DOCUMENT EXCERPT:

....

= Reynier Casamayor Griñán =

Reynier Casamayor Griñán, known as El Médico (born c. 1975, Santiago de Cuba), is a Cuban musician and medical doctor. He is best known for being a composer and performer of reggaetón music in Cuba and enjoyed some success in Spain with the genre.

He attended the University of Santiago de Cuba in 1993 where he studied medicine and graduated in 2002, specializing in general medicine. El Médico began his musical career interpreting rap with his medical studies and along with two friends, he created the group Garganta de Fuego, or Throat of Fire. He began a new chapter in his music career in 2002 when he recorded a demo with two songs, "El Tarrúo" and "Mi vida, mi amor".

In 2005, he reached No. 8 on the Spanish music charts with the song "Chupa Chupa", released by Warner Music. The song which also charted in Sweden and Belgium, was part of the album Cubaton: Reggaeton a lo Cubano which featured songs from various artists such as Candyman, Mey Vidal, La Familia, Control Cubano and Cubnito 20–20. Though most Cubans easily recognize El Médico's music, the artist himself has not achieved much fame due to his almost non-existent media presence.

In 2011 he was portrayed in the documentary film "El Médico – The Cubatón Story", by the director Daniel Fridell. The film won the Best Documentary category at the New York International Latino Film Festival in 2012. In addition to his music career, he also worked as family doctor in Cuba in the Sierra Maestra mountain region.

....

RECORDED DATA:
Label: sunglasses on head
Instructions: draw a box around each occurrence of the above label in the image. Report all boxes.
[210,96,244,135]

....

ASSIGNED TASK A: In the El Médico biography, which record label released "Chupa Chupa"?
ASSIGNED TASK B: List every country that the El Médico biography says "Chupa Chupa" charted in.
ASSIGNED TASK C: Rewrite everything from "In 2011 he was" down to "Maestra mountain region." in the El Médico biography, replacing "family doctor" with "general practitioner".
The data above come from a different source.

WRITTEN ANSWER A: Warner Music

WRITTEN ANSWER B: Spain, Sweden, Belgium

WRITTEN ANSWER C:
In 2011 he was portrayed in the documentary film "El Médico – The Cubatón Story", by the director Daniel Fridell. The film won the Best Documentary category at the New York International Latino Film Festival in 2012. In addition to his music career, he also worked as general practitioner in Cuba in the Sierra Maestra mountain region.